Your nomination mentions that you are called “Dr. DeVoe” in the office. Why do you think colleagues come to you for help with personal and work-related issues? 

I’m a people person. I like people, and most people feel very comfortable talking to me. I also have a comfortable couch in my office.

You’re the chief driving instructor for the Central Indiana Region of the Porsche Club of America. What attracted you to fast cars and racing?

What got me started was a lifelong fascination with race cars, racing and speed (sledding, skiing, racing bicycles). What got me hooked and keeps me going is the fact that driving on a track is the most relaxing thing I do. Driving fast and safely takes total focus – no cell phones, no emails, no thinking about work or anything other than the task at hand.

Mentoring younger attorneys is beneficial for them, but what do you learn about yourself when you take on a mentoring role?

Mentoring keeps me sharp by reminding me to try to lead by example. It also gives me regular refreshers on ethical issues and best practices.

What’s something you’ve learned over the years that you wish you could go back in time and tell your younger self?

Don’t get upset if opposing counsel tries to bully you or does not cooperate. Trust the system to expose that eventually.

What are some tips for achieving a work/life balance?

Insist on the life side of that balance, and accept the consequences that come with that in terms of advancement or income. Treasure and zealously defend the times with family, and always put family first.

Clients often expect lawyers to be accessible 24/7. How has this affected the practice of law?

More than anything, it has all but eliminated communication by anything other than email. It also has made it essential to be organized so as not to lose track of emails or priorities.

If you couldn’t be a lawyer, what would you do for a living?

Something in education, probably in administration, maybe even try to become president of a small college.

How has environmental law changed since you started practicing?

Not much, actually. My own focus has changed a bit, with more and more water work, but the underlying law has progressed fairly organically, not particularly abruptly or dramatically.

We hear a lot about civility. Have you noticed a change in how attorneys treat each other since you began practicing?

I have not noticed much, if any, change over time. I do very much notice differences between attorneys in Indianapolis, who almost without exception are civil and professional, and attorneys in other cities, but those differences were just as apparent early in my career as more recently.

Why do you think people often have negative stereotypes about lawyers?

Lawyers are expensive, and people who need a lawyer’s services often are not in a good situation – they are seeking legal advice because they have a problem they would prefer not to have. The basic principle of advocacy, of making the best argument available given the facts or of representing a client who has done something wrong just as zealously as one who has done nothing wrong, may also make the attorney engaging in that advocacy seem disingenuous to a non-lawyer.

**Labels for object points**.
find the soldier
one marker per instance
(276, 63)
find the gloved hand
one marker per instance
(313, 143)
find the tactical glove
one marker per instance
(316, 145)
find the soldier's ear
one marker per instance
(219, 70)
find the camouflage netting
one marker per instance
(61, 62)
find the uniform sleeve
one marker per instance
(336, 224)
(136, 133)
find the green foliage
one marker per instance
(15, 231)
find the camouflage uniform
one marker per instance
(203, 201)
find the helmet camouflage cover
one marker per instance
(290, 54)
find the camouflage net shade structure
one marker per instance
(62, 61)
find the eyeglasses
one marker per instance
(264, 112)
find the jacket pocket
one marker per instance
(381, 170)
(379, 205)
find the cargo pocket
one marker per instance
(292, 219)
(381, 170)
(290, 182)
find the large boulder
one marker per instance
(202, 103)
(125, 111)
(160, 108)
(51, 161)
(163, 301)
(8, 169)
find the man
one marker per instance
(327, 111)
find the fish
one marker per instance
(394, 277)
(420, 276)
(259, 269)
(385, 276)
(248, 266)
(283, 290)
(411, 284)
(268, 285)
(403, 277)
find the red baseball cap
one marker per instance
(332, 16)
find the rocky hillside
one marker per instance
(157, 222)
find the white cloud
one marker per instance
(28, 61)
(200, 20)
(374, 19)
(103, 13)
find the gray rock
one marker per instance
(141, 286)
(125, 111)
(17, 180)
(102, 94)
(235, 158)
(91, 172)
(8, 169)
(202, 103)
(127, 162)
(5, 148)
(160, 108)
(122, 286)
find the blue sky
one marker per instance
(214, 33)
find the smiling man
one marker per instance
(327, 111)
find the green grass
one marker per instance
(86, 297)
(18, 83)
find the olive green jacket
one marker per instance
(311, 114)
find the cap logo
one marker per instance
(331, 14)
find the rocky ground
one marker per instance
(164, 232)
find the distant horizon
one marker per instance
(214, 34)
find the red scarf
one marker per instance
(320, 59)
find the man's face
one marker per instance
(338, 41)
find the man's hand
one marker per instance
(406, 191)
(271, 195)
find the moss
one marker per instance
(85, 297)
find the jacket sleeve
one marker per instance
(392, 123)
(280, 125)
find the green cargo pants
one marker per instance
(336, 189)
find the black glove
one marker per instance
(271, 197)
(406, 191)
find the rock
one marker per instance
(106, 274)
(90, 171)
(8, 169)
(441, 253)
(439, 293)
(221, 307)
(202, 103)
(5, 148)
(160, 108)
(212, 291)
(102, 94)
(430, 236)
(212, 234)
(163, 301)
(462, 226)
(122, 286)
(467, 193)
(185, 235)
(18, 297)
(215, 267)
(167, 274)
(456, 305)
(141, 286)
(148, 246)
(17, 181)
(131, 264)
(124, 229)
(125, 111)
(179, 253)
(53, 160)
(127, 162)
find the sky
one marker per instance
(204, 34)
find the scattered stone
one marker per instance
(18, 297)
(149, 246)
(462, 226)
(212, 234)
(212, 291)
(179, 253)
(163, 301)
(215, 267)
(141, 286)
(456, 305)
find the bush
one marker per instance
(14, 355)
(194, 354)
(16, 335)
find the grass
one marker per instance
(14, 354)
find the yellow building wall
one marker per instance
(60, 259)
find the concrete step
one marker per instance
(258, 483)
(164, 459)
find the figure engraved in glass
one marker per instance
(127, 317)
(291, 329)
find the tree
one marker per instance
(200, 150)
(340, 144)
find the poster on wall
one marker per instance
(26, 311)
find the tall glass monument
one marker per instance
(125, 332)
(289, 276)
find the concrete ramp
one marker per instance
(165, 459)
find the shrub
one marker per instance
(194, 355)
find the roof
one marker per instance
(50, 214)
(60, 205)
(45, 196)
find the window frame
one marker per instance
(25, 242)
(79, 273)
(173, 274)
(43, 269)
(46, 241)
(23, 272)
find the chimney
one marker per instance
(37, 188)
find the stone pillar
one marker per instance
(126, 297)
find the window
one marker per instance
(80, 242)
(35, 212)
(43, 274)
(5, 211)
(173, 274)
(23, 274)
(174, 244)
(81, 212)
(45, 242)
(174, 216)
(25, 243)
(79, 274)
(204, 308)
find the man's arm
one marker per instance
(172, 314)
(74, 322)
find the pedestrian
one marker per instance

**Stated task A**.
Answer these questions using the interview:
(i) What position does DeVoe hold in the Central Indiana Region of the Porsche Club of America?
(ii) What type of work has DeVoe's own focus shifted toward over time?
(iii) What line of work would DeVoe pursue if not a lawyer?
**Stated task B**. Write out the passage of the interview between "You’re the chief" and "task at hand.", inclusive.
The entries were taken from a different source than the interview.

**Task result A**.
(i) Chief driving instructor.
(ii) Water work.
(iii) Something in education, probably administration, possibly becoming president of a small college.

**Task result B**.
You’re the chief driving instructor for the Central Indiana Region of the Porsche Club of America. What attracted you to fast cars and racing?

What got me started was a lifelong fascination with race cars, racing and speed (sledding, skiing, racing bicycles). What got me hooked and keeps me going is the fact that driving on a track is the most relaxing thing I do. Driving fast and safely takes total focus – no cell phones, no emails, no thinking about work or anything other than the task at hand.